> Instructions for the task
Reproduce the lines of the material below without any changes, starting at the line that contains "Task: indicate one point on every instance of the white cloud" and continuing through the end of the material.

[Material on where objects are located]
+++
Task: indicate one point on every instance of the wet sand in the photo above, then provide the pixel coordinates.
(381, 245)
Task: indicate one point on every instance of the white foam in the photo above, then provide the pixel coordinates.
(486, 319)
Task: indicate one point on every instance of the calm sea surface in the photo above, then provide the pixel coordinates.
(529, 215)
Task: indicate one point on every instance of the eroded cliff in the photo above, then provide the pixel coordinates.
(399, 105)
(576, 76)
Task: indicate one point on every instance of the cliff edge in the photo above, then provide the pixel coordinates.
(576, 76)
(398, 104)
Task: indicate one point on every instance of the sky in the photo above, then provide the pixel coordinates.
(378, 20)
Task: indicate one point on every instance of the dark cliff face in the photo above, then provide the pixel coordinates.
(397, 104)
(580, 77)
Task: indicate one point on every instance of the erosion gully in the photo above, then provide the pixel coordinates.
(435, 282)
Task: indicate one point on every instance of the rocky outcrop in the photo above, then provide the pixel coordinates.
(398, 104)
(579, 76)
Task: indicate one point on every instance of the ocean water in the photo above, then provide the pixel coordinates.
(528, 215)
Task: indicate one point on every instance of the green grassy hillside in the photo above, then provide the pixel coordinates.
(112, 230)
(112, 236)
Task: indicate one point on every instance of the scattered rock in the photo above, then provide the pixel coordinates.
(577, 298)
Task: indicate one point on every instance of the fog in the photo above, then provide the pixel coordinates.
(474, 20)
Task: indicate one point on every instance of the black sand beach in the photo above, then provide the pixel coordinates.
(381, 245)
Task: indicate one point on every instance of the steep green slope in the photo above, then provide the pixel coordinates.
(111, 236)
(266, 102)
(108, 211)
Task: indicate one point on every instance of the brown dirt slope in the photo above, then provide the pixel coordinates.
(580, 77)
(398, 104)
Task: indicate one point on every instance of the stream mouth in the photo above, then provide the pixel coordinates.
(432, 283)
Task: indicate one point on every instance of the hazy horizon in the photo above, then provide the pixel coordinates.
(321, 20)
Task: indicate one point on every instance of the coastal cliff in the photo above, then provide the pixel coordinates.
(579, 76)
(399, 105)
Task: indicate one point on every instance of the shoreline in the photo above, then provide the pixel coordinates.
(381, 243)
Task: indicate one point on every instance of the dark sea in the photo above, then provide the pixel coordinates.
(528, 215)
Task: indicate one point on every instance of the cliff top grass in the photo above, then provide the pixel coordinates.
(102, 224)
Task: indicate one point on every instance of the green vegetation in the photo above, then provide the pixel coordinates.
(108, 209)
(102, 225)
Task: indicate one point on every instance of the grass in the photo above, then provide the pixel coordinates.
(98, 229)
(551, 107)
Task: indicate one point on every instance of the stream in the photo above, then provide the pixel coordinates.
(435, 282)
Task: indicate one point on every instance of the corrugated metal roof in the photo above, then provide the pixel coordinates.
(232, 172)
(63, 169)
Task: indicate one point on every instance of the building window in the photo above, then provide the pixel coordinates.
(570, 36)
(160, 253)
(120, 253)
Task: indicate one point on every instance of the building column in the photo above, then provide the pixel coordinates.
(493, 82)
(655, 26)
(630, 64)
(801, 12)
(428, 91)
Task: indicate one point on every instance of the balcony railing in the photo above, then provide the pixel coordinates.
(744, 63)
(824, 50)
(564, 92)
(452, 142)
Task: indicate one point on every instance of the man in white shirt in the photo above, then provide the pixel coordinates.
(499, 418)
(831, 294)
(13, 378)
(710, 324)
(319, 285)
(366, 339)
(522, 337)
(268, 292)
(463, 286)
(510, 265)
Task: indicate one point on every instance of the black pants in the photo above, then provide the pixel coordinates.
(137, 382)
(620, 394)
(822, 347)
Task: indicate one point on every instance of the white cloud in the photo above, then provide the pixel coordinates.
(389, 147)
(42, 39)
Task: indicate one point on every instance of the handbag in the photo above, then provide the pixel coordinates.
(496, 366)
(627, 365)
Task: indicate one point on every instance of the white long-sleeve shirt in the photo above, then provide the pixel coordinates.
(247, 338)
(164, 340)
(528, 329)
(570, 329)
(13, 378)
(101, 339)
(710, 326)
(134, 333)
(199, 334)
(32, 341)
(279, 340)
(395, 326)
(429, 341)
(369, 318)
+++
> In response
Task: indicate one point on every instance of the white cloud in the photo above, then provide the pixel coordinates.
(389, 147)
(42, 39)
Task: indicate one point on every instance of the handbag in the photo above, then provide the pixel coordinates.
(496, 366)
(627, 365)
Task: indicate one point on every instance of the white long-sleeve shirt in the photo above, then provide the pixel coordinates.
(247, 338)
(164, 340)
(528, 329)
(570, 329)
(13, 378)
(101, 339)
(710, 326)
(134, 333)
(199, 334)
(32, 341)
(279, 340)
(395, 326)
(429, 341)
(369, 318)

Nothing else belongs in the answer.